_Dataset excerpt:_
----------

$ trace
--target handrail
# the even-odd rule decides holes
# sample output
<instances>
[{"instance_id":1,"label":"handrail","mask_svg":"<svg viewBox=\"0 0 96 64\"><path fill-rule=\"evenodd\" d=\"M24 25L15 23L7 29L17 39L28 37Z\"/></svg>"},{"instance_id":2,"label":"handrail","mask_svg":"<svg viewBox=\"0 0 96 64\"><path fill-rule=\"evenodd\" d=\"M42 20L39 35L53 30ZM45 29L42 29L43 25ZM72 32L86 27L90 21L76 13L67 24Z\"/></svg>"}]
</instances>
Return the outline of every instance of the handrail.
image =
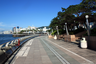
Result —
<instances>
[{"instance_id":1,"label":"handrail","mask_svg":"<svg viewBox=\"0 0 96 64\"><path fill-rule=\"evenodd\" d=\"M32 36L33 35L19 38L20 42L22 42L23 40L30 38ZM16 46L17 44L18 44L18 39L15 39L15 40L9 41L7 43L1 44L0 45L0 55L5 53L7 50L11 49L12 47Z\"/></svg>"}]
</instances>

----------

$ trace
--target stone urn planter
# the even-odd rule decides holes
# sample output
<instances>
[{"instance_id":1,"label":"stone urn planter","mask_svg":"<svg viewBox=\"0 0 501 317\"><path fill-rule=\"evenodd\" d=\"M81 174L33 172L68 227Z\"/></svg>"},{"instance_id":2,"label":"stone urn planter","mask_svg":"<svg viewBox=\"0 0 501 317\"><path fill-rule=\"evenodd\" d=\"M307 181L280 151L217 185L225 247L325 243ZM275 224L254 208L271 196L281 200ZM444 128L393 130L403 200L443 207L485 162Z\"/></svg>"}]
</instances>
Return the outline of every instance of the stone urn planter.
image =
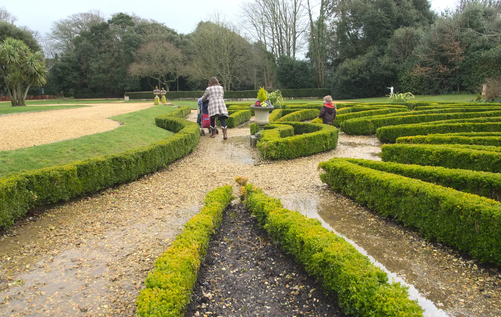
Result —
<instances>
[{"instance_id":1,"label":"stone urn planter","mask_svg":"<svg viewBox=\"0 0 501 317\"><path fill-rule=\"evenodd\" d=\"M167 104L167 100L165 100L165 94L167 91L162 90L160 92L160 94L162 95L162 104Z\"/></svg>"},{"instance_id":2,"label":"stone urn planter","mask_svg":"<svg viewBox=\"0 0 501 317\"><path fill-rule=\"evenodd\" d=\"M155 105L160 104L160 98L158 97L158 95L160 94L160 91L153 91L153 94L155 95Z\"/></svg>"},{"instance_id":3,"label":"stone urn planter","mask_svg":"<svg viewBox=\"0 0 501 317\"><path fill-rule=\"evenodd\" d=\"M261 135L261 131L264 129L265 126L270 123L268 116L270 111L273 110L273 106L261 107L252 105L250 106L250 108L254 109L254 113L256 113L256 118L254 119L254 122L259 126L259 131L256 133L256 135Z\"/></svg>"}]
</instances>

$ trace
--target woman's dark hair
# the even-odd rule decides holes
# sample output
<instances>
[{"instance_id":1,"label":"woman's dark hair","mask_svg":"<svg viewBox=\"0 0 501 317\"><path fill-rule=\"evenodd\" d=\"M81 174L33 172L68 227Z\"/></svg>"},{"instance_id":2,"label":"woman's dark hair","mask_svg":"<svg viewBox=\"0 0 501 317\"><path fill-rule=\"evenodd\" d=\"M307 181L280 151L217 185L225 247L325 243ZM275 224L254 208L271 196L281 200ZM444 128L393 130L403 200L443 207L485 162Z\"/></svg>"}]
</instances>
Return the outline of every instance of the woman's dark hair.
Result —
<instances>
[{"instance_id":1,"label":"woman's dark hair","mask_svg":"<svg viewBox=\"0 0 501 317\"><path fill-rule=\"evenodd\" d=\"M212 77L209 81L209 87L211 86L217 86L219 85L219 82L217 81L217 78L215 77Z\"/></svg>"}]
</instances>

----------

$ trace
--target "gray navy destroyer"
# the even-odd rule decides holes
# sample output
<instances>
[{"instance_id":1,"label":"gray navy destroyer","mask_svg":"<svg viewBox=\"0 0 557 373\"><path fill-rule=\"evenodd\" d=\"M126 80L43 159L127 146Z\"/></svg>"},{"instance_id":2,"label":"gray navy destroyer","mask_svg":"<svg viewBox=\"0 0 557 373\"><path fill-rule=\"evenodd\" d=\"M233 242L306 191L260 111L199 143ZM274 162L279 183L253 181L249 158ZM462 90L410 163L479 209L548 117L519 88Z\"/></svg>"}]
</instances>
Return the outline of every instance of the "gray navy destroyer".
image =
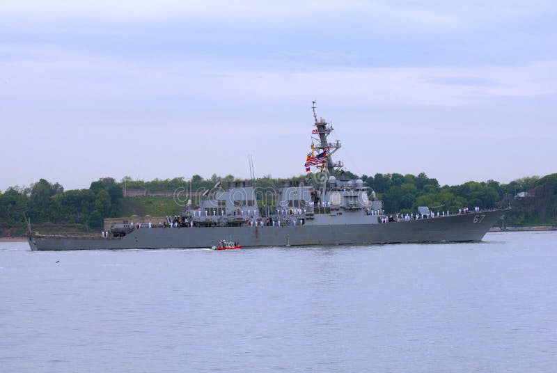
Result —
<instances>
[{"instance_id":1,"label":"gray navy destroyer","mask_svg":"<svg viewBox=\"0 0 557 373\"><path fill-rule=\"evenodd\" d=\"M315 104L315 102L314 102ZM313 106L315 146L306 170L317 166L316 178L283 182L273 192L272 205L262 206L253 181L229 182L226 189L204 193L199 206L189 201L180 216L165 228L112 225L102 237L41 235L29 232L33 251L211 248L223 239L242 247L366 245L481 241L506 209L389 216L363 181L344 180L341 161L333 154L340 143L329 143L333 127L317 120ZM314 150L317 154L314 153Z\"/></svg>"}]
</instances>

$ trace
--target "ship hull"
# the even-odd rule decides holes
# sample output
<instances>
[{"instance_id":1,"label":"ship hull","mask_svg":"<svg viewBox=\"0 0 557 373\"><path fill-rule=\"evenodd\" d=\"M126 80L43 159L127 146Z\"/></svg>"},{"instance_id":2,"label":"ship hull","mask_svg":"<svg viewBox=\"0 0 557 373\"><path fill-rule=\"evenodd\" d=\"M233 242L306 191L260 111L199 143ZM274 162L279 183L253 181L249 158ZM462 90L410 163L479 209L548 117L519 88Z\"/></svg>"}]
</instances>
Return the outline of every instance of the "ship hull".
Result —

----------

_REQUIREMENTS:_ Identify every line in the material above that contains the word "stone", and copy each such line in full.

_RESULT OF THIS EXERCISE:_
--target stone urn planter
[{"instance_id":1,"label":"stone urn planter","mask_svg":"<svg viewBox=\"0 0 501 317\"><path fill-rule=\"evenodd\" d=\"M81 174L33 172L68 227Z\"/></svg>"},{"instance_id":2,"label":"stone urn planter","mask_svg":"<svg viewBox=\"0 0 501 317\"><path fill-rule=\"evenodd\" d=\"M307 181L280 151L217 185L225 247L325 243ZM275 224L254 208L271 196L281 200ZM444 128L393 130L403 200L443 207L485 162Z\"/></svg>"}]
Return the outline of every instance of the stone urn planter.
[{"instance_id":1,"label":"stone urn planter","mask_svg":"<svg viewBox=\"0 0 501 317\"><path fill-rule=\"evenodd\" d=\"M167 104L167 100L165 100L165 94L167 91L162 90L160 92L160 94L162 95L162 104Z\"/></svg>"},{"instance_id":2,"label":"stone urn planter","mask_svg":"<svg viewBox=\"0 0 501 317\"><path fill-rule=\"evenodd\" d=\"M155 105L160 104L160 98L158 97L158 95L160 94L160 91L153 91L153 94L155 95Z\"/></svg>"},{"instance_id":3,"label":"stone urn planter","mask_svg":"<svg viewBox=\"0 0 501 317\"><path fill-rule=\"evenodd\" d=\"M261 135L261 131L264 129L265 126L270 123L268 116L270 111L273 110L273 106L261 107L252 105L250 106L250 108L254 109L254 113L256 113L256 118L254 119L254 122L259 126L259 131L256 133L256 135Z\"/></svg>"}]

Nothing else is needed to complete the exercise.